◆ Text shown ◆
(begin)

St Monans Church, exterior, from south east

Summary description

The roofless and possibly truncated shell of a medieval church, superseded for worship in the mid-seventeenth century by the church at St Monans. At the latter are the choir, transepts and tower of an ambitious votive church of 1362-70, which was adapted for a Dominican community in 1471.

Historical outline

Dedication: St Eoghan/Ewen

The church of Abercrombie was dedicated to St Eohan/Ewen(1) by the bishop of St Andrews on 24 October 1247.(2) A free parsonage until the early fourteenth century, the chronicler Walter Bower noted that on 5 September 1318 Bishop William Lamberton of St Andrews granted both it and the church of Dairsie to the priory of St Andrews in proprios usus on the occasion of the consecration of St Andrews Cathedral.(3

A precept of Bishop Lamberton to the dean of Christianity of Fife and Fothrif, dated Wednesday in the Feast of St Agatha 1319, instructed him to induct the prior and canons in corporal possession of the church of Abercrombie, the gift having been made for the increase of the lights of the high altar in the cathedral at St Andrews.(4)  A century later, on 24 April 1418, the canons of St Andrews petitioned the pope for confirmation of their possession of the church.(5

By 1440 the canons were leasing the church, i.e. the right to collect the teinds, for terms of five years.  On 11 November 1440, it was leased to Master Thomas Marshall, priest, Alexander Johnson and John ‘Cokkare’, and the longest-lived of them, for annual payment of £10 13s 4d.(6)  The cure was a vicarage perpetual and at the Reformation was held by Mr Thomas Young, who gave the rental value of his vicarage as 4 acres of land and £3 silver, the parsonage being valued at £40 and set by the priory.(7)

Notes

1. S Taylor and G Markus, The Place-Names of Fife, iii, St Andrews and the East Neuk (Donington, 2009), 544-545.

2. A O Anderson (ed), Early Sources of Scottish History, ii (Edinburgh, 1922), 526 [Pontifical Offices of St Andrews].

3. Walter Bower, Scotichronicon, eds D E R Watt and others, vi (Aberdeen, 1991), 413-415.

4. St Andrews Liber, p.xxxv, no 19.

5. Calendar of Scottish Supplications to Rome, i, 1418-1422, eds E R Lindsay and A I Cameron (Scottish History Society, 1934), 11.

6. St Andrews Copiale, no.109.

7. J Kirk (ed), The Books of Assumption of the Thirds of Benefices (Oxford, 1995), 16-17, 69.

Summary of relevant documentation

Medieval

Synopsis of Cowan’s Parishes: Granted in 1319 by William de Lamberton, bishop of SA to St Andrew’s priory for the lighting of the High Altar. The cure was a vicar perpetual.(1)

Place names of Fife (volume three): The old parish church of Abercrombie, the ruins of which are still extant, now lies in the estate of Balcaskie. Its dedication was to St Eoghan (Ewen).(2)

(end)

◆ Record list ◆
(begin)

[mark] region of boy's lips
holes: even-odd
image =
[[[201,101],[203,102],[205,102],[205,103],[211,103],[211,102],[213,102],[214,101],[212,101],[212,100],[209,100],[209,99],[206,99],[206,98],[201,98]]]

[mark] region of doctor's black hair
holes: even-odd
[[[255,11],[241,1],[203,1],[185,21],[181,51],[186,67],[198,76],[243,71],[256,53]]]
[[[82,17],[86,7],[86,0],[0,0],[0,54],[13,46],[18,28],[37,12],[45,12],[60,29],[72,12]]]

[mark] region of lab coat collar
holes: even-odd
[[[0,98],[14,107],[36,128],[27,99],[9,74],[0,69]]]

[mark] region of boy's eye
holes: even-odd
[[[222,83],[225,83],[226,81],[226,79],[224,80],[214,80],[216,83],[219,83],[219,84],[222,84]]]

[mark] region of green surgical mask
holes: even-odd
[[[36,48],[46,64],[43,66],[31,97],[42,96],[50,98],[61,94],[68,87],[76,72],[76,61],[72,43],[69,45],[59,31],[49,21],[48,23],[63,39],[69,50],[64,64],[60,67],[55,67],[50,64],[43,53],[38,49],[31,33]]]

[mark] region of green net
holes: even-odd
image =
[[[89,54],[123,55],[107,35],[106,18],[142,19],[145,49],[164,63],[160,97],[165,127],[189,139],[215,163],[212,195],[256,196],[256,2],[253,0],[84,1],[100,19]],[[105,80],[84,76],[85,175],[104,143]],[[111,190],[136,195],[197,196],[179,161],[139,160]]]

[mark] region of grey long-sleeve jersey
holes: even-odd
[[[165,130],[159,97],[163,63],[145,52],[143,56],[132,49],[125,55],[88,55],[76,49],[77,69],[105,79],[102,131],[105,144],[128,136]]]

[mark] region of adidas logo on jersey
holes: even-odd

(end)

◆ Problems ◆
1. According to the text on Abercrombie church, on what date did the bishop of St Andrews dedicate the church?
2. Using the text on Abercrombie church, explain the reason Bishop Lamberton gave for granting the church to the priory of St Andrews.

◆ Results of the tasks ◆
1. The church was dedicated on 24 October 1247.

2. Bishop Lamberton's precept states that the gift was made to increase the lights of the high altar in the cathedral at St Andrews. Walter Bower also records that the grant was made on the occasion of the consecration of St Andrews Cathedral.